Search the entries for the word "wheel" and return every line where it is found.

• • • • • • •

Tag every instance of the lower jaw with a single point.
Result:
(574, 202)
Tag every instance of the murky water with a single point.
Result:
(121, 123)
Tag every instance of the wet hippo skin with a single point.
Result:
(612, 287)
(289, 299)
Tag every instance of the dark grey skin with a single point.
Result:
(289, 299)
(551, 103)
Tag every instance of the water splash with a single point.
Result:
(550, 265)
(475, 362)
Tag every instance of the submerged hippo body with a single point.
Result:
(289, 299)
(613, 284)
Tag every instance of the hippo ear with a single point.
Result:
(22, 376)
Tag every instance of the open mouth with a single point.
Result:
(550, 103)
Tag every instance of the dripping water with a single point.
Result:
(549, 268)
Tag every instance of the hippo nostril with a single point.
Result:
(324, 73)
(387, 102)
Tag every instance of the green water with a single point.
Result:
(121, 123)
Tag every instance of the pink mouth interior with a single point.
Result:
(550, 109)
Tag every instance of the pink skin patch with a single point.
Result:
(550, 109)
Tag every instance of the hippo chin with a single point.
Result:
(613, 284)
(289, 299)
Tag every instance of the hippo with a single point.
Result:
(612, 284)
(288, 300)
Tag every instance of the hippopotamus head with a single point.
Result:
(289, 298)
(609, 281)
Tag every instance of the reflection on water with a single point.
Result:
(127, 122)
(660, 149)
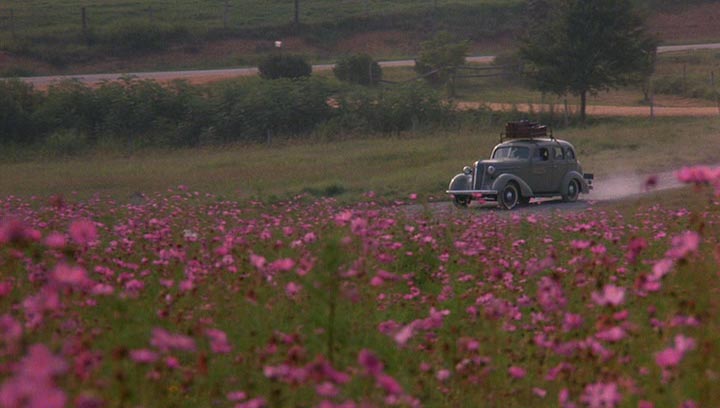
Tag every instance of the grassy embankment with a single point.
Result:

• • • • • • •

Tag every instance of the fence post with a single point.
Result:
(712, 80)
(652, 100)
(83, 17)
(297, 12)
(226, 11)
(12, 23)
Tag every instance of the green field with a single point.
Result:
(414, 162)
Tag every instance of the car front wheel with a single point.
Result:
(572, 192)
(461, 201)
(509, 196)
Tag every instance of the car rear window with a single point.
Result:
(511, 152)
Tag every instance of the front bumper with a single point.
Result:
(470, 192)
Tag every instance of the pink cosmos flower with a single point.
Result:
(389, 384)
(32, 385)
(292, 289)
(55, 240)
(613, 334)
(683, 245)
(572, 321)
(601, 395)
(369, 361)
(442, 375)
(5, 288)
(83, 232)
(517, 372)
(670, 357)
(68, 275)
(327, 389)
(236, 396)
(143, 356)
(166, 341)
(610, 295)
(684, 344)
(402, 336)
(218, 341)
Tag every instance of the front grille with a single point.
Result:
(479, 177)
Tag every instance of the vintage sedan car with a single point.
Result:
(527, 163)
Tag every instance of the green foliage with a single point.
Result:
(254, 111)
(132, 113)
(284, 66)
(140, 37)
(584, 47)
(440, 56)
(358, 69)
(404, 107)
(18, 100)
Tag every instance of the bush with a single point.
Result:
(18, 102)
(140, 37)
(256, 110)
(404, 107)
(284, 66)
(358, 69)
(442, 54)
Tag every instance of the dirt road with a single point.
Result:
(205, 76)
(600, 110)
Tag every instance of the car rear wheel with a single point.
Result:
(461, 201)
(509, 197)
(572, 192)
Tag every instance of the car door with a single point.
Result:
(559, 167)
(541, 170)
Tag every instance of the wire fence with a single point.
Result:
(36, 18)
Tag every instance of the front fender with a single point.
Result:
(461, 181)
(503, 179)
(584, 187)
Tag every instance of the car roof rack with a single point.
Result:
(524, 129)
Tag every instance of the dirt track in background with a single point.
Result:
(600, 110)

• • • • • • •

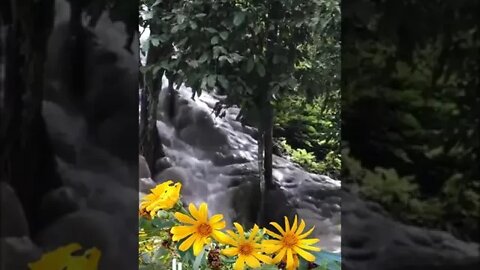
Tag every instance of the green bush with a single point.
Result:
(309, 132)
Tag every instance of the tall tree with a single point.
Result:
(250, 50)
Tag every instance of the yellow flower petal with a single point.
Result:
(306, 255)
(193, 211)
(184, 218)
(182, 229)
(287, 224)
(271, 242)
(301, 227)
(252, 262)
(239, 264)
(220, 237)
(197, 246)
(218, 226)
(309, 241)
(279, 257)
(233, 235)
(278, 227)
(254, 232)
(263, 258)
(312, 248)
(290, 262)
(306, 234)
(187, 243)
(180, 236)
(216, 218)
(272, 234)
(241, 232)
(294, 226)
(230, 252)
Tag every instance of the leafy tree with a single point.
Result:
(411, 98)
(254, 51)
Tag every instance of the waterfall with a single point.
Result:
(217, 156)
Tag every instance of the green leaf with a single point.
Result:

• • • • • • •

§ **Task output**
Tag every instance of the car front wheel with a single point.
Tag every instance of the car rear wheel with a single point.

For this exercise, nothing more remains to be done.